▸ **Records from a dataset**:
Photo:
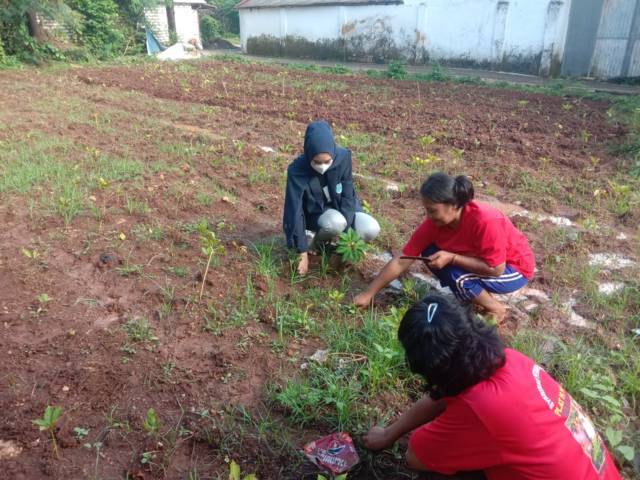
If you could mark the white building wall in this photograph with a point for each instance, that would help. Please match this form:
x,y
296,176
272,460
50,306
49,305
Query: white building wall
x,y
157,18
187,23
513,33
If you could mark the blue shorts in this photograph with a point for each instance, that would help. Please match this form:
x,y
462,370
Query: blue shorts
x,y
466,285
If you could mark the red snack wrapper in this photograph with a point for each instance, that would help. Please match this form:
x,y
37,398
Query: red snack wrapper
x,y
335,453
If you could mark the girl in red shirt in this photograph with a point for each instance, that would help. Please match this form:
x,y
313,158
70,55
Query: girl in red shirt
x,y
470,247
487,408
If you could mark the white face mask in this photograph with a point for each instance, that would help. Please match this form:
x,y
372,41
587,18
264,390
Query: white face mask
x,y
321,168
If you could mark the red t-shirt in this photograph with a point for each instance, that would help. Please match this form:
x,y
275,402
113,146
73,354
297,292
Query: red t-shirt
x,y
483,232
518,425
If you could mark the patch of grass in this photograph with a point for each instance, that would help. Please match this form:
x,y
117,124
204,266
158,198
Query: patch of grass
x,y
363,360
268,264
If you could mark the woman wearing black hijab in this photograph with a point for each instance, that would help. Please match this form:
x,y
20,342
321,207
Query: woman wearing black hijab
x,y
320,200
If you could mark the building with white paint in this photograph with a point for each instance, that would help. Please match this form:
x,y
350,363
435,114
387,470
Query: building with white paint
x,y
182,18
543,37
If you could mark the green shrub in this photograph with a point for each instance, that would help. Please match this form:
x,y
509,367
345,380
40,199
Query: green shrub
x,y
101,30
210,29
396,70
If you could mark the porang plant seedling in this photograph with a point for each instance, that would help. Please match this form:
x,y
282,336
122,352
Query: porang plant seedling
x,y
235,474
211,248
48,424
351,247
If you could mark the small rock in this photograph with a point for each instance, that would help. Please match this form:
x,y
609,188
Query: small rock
x,y
574,318
9,449
535,293
320,356
610,261
609,288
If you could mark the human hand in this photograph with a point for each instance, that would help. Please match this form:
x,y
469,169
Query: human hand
x,y
440,259
363,300
377,438
303,265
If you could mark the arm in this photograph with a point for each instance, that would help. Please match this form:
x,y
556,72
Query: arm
x,y
421,412
472,264
390,272
348,200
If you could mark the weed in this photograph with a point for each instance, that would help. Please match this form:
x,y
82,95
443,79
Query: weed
x,y
134,206
151,423
211,248
427,140
48,424
396,70
267,265
337,70
128,269
178,271
139,331
351,247
293,320
235,474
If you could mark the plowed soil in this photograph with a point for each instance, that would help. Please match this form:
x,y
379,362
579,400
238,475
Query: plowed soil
x,y
199,130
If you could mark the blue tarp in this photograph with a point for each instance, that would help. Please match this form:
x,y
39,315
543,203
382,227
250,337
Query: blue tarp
x,y
153,44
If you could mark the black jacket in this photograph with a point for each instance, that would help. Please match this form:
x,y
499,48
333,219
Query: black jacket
x,y
304,199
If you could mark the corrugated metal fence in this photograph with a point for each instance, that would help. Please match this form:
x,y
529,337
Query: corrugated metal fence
x,y
603,39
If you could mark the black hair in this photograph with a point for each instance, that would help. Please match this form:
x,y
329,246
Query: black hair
x,y
443,188
453,351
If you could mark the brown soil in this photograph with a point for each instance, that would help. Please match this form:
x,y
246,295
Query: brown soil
x,y
69,351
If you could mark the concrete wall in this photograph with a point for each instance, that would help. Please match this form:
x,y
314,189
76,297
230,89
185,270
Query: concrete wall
x,y
517,35
187,23
617,45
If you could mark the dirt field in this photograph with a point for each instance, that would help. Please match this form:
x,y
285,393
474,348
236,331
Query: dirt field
x,y
108,172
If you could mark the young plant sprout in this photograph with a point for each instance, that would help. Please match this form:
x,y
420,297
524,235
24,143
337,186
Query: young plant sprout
x,y
211,248
351,247
48,424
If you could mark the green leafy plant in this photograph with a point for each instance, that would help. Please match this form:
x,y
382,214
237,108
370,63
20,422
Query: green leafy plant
x,y
351,247
80,433
396,70
48,424
615,440
211,247
236,474
151,422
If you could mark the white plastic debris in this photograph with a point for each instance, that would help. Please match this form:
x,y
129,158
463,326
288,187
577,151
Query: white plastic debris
x,y
178,51
432,282
609,288
560,221
535,293
382,257
610,261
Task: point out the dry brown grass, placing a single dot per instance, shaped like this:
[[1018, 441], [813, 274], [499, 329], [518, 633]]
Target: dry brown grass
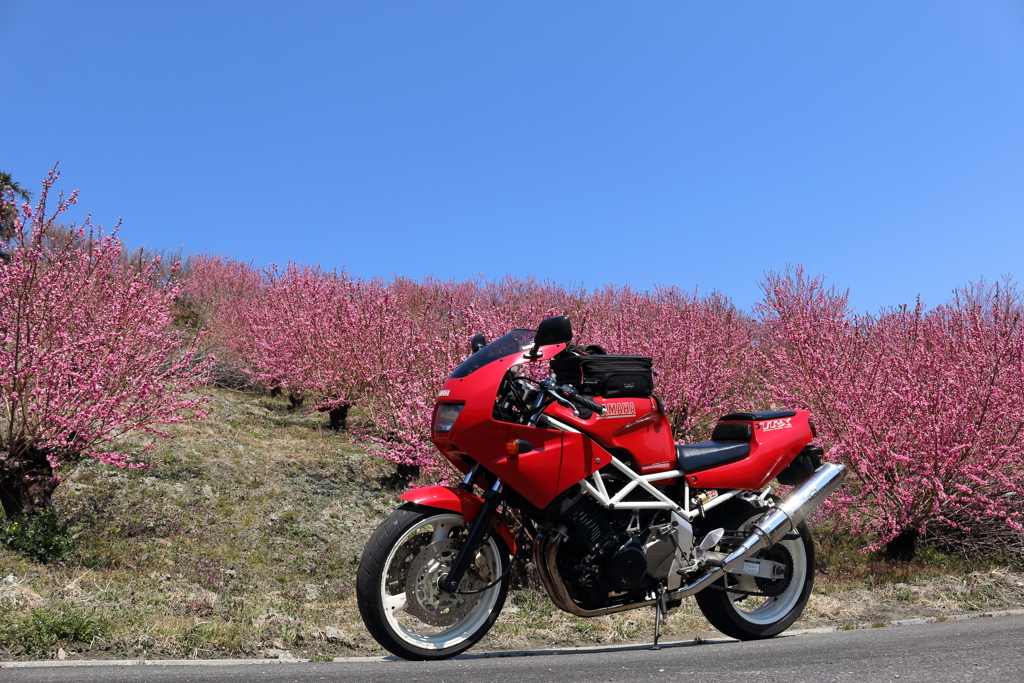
[[245, 539]]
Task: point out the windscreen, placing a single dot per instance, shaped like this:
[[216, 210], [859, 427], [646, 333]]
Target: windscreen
[[517, 340]]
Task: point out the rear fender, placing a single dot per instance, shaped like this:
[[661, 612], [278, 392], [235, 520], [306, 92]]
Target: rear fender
[[457, 500]]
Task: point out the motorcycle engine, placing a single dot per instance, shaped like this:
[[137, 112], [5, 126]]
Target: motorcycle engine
[[615, 551]]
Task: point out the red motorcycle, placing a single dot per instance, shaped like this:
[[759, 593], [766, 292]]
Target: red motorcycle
[[619, 515]]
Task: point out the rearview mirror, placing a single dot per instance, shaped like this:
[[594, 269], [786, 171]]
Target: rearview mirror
[[556, 330], [477, 342]]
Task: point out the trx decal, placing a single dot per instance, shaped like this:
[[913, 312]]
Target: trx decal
[[772, 425], [624, 409]]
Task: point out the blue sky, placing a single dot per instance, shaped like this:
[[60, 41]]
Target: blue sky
[[695, 144]]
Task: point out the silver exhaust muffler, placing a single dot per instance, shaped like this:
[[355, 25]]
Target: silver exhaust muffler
[[783, 518]]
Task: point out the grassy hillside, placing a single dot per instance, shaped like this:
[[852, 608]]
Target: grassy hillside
[[245, 539]]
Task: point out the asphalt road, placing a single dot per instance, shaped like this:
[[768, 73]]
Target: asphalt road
[[979, 649]]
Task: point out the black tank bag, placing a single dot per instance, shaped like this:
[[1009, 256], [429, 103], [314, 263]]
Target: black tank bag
[[607, 376]]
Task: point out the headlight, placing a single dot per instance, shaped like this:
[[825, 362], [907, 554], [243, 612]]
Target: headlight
[[445, 416]]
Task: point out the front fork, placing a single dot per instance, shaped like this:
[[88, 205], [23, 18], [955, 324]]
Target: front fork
[[477, 530]]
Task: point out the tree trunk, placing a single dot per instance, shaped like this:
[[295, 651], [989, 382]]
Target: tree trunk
[[27, 482], [339, 417], [901, 548]]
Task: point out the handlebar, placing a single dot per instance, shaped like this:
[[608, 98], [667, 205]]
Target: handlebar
[[580, 399]]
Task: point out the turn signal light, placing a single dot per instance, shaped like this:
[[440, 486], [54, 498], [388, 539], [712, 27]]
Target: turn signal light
[[517, 445]]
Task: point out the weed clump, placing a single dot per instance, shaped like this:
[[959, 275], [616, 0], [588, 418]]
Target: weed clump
[[45, 628], [43, 538]]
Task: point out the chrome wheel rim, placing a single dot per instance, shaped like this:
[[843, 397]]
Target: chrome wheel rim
[[761, 610], [410, 574]]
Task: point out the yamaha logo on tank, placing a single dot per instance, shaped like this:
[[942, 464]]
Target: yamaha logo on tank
[[624, 409]]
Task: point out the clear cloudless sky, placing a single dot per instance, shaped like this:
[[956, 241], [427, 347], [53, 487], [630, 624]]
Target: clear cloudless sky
[[697, 144]]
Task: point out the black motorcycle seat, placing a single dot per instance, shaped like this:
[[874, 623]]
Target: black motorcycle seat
[[696, 457]]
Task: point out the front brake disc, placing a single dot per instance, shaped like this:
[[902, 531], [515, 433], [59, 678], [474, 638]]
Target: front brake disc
[[398, 568], [426, 600]]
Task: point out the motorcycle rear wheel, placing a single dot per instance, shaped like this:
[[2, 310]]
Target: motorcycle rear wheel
[[397, 585], [752, 617]]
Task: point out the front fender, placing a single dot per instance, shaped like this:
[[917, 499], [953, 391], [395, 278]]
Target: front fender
[[457, 500]]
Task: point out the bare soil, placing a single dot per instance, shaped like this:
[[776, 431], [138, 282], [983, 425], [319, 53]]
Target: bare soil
[[244, 539]]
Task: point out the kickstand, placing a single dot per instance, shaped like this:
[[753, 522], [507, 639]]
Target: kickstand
[[660, 610]]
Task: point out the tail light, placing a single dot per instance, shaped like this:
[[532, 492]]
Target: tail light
[[444, 417]]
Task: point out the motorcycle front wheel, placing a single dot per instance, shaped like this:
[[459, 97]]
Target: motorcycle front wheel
[[729, 608], [398, 585]]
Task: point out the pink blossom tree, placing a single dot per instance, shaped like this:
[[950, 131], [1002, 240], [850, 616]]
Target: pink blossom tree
[[87, 353], [925, 407], [700, 346]]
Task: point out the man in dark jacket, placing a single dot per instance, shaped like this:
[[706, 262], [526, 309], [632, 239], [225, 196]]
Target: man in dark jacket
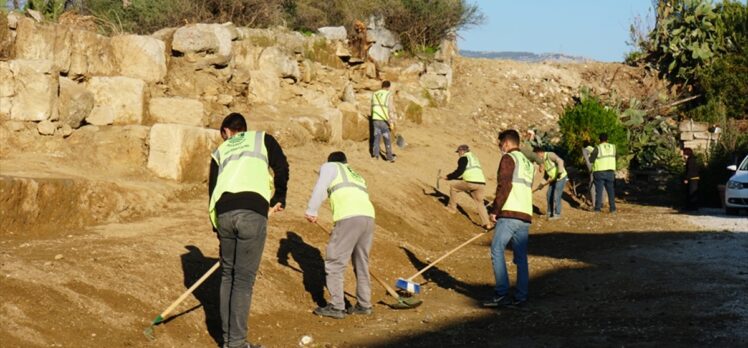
[[240, 189]]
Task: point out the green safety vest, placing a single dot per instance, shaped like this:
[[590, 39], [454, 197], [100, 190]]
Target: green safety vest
[[242, 167], [606, 158], [348, 195], [473, 172], [379, 110], [550, 167], [520, 197]]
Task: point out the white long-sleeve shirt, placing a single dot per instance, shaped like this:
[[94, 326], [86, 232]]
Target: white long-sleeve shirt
[[327, 173]]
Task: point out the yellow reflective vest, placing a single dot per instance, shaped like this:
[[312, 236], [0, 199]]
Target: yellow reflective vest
[[379, 110], [520, 197], [606, 158], [348, 194], [242, 167], [473, 172], [551, 169]]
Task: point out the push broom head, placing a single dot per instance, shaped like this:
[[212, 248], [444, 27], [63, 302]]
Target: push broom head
[[409, 286]]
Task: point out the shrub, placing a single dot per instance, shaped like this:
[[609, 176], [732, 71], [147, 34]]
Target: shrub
[[688, 35], [730, 149], [582, 124], [725, 84]]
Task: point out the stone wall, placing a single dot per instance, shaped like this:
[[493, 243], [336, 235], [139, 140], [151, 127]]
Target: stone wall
[[698, 136], [181, 81]]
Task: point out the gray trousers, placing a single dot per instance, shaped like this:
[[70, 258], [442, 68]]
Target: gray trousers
[[381, 131], [242, 235], [350, 237]]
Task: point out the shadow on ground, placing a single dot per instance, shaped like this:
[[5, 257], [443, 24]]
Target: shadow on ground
[[630, 288]]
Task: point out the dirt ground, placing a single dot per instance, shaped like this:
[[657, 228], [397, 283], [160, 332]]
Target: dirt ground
[[646, 276]]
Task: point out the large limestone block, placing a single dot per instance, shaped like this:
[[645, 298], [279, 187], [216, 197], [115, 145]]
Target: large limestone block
[[438, 68], [213, 40], [180, 152], [433, 81], [334, 119], [177, 110], [273, 59], [117, 100], [355, 126], [140, 57], [6, 80], [264, 87], [35, 86], [34, 41], [334, 33], [91, 55], [75, 102]]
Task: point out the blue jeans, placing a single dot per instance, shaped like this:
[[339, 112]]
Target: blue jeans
[[555, 191], [242, 236], [381, 130], [605, 180], [515, 231]]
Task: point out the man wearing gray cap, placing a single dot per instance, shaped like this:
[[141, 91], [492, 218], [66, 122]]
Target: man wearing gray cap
[[472, 181]]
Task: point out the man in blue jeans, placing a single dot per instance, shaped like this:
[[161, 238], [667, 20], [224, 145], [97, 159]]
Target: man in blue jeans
[[556, 177], [383, 116], [603, 160], [239, 186], [513, 215]]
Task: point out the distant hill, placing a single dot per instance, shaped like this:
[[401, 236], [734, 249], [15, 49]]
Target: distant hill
[[523, 56]]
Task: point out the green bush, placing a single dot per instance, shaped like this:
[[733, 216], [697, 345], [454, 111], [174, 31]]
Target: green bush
[[731, 148], [582, 124], [689, 34]]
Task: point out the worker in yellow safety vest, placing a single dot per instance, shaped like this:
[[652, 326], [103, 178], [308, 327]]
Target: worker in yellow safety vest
[[383, 117], [603, 160], [556, 178], [242, 194], [512, 213], [351, 237], [471, 180]]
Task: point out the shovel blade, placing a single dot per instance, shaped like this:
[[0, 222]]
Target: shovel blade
[[400, 141], [405, 303], [409, 286]]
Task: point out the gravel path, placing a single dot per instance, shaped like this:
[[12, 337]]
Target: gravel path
[[715, 220]]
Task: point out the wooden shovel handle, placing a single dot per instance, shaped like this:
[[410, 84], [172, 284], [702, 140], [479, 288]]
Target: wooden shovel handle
[[447, 254], [204, 277], [389, 289]]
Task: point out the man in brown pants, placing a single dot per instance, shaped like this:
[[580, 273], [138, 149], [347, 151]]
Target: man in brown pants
[[471, 180]]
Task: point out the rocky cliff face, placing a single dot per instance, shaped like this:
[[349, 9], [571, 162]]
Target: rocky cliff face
[[185, 80]]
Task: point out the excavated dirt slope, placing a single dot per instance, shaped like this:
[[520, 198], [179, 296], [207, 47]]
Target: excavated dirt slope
[[93, 246]]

▸ **Directions**: Return exactly the lines above from the line that has "Target: turn signal light" through the line that has "Task: point out the front fender, placing", inclusive, and nothing else.

▸ **Output of the task**:
Target: turn signal light
[[517, 445]]
Task: point out the weed clump, placing a single dot per instance, shaped like this:
[[959, 275], [616, 0], [588, 418]]
Target: weed clump
[[45, 628], [43, 538]]
Task: point out the chrome wheel rim, placing a single dot per instance, shaped like this:
[[843, 397]]
Target: chrome wheel rim
[[761, 610], [410, 574]]
Task: point out the yamaha logo on tank, placing a single dot per instance, shaped like this:
[[942, 464]]
Target: yamaha logo on tank
[[624, 409]]
Task: point out the clear cloudless sky, placing a single dot per instance, shaped like this:
[[956, 241], [427, 347], [53, 487], [630, 624]]
Target: clear cloudless sky
[[697, 144]]
Task: point out the black motorcycle seat, placing a single dot per instance, shaped like this:
[[874, 623]]
Target: black motorcycle seat
[[696, 457]]
Task: point out the front brake disc, placing a single dot per instance, shaped like this:
[[902, 531], [515, 433], [59, 678], [474, 638]]
Target: front brake disc
[[398, 568], [426, 600]]
Task: point out the motorcycle rear wheel, placing a single dot per instance, shaped like this:
[[2, 310]]
Target: motorcycle rear wheel
[[397, 585], [752, 617]]
Task: point out the front fender, placing a single dot per instance, shaped like this:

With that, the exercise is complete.